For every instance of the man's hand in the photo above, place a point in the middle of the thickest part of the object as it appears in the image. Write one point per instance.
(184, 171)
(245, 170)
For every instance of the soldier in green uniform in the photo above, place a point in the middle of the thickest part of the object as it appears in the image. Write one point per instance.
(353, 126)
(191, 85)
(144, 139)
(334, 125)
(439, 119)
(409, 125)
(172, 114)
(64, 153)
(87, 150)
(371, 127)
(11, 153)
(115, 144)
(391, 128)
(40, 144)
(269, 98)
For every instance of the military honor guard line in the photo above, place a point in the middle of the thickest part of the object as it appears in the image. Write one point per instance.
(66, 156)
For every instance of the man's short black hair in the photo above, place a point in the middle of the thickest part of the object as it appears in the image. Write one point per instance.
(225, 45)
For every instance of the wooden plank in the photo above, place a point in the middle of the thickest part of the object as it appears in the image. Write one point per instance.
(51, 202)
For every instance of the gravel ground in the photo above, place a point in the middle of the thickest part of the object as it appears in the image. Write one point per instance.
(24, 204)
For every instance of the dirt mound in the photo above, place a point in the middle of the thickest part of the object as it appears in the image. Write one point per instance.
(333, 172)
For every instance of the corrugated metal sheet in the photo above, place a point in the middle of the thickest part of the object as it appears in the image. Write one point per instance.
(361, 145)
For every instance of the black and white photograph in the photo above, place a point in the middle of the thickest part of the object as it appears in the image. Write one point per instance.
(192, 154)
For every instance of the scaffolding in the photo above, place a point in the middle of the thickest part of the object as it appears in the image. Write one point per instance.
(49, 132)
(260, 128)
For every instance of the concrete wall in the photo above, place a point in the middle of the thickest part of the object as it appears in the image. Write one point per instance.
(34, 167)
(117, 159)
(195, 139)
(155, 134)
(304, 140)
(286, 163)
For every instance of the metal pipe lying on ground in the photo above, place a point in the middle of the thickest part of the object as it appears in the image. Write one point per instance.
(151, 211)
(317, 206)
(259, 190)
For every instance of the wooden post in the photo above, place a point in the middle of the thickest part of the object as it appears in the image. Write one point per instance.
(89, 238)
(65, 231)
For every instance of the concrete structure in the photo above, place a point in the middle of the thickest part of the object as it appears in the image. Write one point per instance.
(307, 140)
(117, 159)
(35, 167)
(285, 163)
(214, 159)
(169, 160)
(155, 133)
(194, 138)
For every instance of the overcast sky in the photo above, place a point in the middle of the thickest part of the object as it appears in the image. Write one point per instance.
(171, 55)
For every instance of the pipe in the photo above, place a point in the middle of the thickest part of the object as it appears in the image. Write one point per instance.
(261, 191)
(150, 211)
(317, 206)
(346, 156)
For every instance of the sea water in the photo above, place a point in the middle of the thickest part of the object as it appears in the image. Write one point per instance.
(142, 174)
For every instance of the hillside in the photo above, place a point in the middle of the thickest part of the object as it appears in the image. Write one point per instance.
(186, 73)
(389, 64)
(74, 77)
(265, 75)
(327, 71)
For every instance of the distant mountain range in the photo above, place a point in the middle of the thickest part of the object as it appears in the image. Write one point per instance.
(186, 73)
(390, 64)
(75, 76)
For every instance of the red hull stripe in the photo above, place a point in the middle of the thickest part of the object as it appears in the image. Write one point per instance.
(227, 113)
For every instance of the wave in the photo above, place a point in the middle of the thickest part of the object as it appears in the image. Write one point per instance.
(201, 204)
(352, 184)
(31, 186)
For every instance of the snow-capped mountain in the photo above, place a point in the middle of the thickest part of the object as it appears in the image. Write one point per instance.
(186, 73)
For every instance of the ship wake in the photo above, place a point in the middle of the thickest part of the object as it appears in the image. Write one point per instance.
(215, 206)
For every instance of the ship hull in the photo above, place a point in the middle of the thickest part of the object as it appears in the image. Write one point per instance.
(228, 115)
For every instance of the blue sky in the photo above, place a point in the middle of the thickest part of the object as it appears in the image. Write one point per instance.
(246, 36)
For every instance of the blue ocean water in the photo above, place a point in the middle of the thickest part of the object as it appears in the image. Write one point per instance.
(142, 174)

_ _ _

Output, exactly and with no other text, the line that contains "For every instance of the blue sky" and all lines from there to the end of the records.

◆ **The completed task**:
For every instance of the blue sky in the photo above, place a point in the middle of the thickest part of the object as it appears in the image. Write one point per instance.
(246, 36)
For every instance of the blue ocean water in the photo above, place a point in the middle of the thickest part of the object as it appears in the image. Write one point per instance.
(142, 174)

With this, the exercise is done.